GIVEN EXERCISE - The line containing "Place a marker on every instance of the beige" marks where to begin; quote it and every line after it through the end of the data, exactly as written.

+---+

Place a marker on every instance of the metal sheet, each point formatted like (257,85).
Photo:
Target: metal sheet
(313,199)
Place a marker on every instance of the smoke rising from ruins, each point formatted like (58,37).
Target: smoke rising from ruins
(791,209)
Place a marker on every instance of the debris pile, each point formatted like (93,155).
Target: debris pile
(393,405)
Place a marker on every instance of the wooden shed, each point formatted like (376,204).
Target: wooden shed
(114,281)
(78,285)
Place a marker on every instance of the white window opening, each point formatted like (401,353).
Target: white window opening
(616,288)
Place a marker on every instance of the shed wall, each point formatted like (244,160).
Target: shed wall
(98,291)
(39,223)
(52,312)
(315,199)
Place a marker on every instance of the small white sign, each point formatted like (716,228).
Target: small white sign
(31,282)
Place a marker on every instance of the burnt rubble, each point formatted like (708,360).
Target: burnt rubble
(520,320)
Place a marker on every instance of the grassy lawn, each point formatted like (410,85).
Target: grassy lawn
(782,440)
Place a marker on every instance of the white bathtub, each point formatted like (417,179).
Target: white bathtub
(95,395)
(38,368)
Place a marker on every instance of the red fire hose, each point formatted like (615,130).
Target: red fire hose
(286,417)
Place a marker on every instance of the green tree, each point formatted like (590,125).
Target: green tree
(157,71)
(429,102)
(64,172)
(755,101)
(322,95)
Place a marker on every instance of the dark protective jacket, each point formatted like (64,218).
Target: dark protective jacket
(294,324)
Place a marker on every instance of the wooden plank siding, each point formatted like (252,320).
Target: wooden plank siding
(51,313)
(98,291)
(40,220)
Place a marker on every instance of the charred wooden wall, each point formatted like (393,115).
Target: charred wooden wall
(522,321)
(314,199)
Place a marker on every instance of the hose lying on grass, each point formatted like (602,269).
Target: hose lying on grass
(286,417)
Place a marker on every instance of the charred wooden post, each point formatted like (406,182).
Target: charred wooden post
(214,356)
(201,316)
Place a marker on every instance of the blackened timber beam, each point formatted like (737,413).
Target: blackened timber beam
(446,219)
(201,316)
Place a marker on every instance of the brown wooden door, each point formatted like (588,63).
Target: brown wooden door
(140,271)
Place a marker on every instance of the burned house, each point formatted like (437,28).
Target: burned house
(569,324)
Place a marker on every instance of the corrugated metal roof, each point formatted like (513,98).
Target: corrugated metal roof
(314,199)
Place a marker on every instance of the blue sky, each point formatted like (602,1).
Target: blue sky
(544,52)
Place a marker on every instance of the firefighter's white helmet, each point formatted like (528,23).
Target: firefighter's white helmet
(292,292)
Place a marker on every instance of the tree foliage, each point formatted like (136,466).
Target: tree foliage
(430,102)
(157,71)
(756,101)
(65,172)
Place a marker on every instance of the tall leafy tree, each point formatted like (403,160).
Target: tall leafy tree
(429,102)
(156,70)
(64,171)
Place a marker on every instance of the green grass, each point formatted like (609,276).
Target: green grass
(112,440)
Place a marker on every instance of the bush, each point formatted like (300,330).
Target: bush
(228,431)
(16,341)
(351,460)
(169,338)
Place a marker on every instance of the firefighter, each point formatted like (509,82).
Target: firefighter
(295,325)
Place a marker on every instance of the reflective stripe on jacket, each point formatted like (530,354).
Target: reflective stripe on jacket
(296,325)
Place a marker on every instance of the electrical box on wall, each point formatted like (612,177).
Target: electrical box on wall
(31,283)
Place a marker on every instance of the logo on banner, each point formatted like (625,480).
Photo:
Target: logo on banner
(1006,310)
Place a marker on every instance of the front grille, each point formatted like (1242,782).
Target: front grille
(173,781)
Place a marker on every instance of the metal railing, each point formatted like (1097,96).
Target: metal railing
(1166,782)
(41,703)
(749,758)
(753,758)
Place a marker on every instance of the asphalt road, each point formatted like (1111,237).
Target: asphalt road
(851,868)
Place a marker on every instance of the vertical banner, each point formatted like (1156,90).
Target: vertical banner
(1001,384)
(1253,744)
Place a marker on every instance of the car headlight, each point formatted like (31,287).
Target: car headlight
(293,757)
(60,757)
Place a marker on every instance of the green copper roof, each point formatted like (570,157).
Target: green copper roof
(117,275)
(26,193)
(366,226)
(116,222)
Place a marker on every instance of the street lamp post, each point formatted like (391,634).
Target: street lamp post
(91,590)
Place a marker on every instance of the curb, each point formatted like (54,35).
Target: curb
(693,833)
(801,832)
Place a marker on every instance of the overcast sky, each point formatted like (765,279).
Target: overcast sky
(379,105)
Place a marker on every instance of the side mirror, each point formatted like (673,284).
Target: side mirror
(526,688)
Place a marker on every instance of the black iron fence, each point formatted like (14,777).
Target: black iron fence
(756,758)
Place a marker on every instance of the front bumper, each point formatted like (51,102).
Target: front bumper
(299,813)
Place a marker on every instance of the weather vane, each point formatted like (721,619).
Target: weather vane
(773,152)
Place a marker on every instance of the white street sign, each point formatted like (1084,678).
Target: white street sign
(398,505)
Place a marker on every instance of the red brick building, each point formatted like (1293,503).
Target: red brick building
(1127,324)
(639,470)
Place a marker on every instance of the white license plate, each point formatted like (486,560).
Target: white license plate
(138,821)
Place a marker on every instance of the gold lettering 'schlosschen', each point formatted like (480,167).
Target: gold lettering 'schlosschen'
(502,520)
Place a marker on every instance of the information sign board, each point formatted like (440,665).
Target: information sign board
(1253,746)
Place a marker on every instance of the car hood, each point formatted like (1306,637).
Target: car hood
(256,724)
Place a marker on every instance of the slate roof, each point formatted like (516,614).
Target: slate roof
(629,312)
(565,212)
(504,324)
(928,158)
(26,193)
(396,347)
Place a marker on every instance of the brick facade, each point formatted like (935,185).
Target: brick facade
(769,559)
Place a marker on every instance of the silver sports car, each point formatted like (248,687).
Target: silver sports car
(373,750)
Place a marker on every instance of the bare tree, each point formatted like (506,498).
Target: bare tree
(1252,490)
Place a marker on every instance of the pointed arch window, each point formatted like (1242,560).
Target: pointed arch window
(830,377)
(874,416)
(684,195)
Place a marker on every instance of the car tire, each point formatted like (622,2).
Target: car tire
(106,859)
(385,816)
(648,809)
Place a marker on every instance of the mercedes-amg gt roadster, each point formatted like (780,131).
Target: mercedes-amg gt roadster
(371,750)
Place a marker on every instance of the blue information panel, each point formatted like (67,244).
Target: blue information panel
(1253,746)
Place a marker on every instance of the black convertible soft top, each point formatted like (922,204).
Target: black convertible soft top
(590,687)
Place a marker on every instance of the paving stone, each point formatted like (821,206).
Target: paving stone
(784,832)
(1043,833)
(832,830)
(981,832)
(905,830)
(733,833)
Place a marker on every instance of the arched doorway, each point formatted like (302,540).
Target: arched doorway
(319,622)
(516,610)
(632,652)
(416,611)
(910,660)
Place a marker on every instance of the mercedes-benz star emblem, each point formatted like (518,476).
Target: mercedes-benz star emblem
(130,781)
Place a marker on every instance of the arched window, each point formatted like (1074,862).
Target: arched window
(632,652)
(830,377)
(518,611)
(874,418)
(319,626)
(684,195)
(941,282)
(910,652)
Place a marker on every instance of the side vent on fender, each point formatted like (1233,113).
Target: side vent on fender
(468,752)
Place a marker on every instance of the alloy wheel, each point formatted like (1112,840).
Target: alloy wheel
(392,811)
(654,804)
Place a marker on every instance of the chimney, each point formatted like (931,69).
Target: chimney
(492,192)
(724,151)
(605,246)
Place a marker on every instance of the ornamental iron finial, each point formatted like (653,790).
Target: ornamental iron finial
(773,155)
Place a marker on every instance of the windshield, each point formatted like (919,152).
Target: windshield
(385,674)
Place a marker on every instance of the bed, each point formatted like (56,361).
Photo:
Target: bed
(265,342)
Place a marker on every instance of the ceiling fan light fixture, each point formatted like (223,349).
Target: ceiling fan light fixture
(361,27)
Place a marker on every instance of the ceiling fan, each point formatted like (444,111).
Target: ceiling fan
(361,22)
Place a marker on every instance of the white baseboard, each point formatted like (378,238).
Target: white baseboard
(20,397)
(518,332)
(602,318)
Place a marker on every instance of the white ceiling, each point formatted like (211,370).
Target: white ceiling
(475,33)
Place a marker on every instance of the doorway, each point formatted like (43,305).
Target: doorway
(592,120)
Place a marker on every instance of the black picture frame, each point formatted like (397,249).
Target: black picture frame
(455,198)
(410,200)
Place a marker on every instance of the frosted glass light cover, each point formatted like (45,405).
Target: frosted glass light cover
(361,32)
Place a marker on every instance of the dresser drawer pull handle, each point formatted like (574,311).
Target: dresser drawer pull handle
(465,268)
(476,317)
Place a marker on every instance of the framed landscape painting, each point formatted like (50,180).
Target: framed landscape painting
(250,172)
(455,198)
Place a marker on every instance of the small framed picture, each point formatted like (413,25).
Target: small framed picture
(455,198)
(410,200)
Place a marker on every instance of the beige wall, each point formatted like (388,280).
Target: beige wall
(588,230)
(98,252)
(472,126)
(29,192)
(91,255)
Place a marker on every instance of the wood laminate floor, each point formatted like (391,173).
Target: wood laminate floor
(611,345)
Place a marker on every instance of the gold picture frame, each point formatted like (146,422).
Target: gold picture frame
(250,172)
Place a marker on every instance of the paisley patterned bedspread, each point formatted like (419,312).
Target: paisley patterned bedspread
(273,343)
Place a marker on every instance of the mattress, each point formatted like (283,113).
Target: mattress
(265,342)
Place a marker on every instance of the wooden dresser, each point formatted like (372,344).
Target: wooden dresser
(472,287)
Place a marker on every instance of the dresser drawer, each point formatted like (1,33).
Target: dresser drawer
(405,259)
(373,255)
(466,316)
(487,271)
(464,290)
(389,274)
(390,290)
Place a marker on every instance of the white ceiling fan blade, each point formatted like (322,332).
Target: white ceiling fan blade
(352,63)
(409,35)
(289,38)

+---+

EXPECTED ANSWER -
Place a marker on every instance of the beige wall, each point formatted like (388,280).
Target: beige wall
(588,230)
(98,252)
(472,126)
(29,192)
(91,255)
Place a marker on every instance of the wood laminate floor, each point formatted like (391,173).
Target: wood laminate floor
(611,345)
Place a marker on every instance of the gold picture frame, each point formatted like (146,422).
Target: gold picture frame
(250,172)
Place a marker on every instance of the paisley patterned bedspread, each point formatted like (419,312).
Target: paisley patterned bedspread
(273,343)
Place a marker on every instance of the mattress, each point formatted like (283,113).
Target: mattress
(265,342)
Place a marker on every instance of the wooden dresser, each point formatted like (372,344).
Target: wooden dresser
(472,287)
Place a marker on every instance of the dresser drawer, each point formatted like (1,33).
Target: dresser drawer
(405,259)
(373,255)
(466,316)
(487,271)
(464,290)
(389,274)
(390,290)
Place a marker on every instance of the white ceiling fan blade, each point formatted like (322,332).
Target: white ceiling fan blade
(352,63)
(409,35)
(289,38)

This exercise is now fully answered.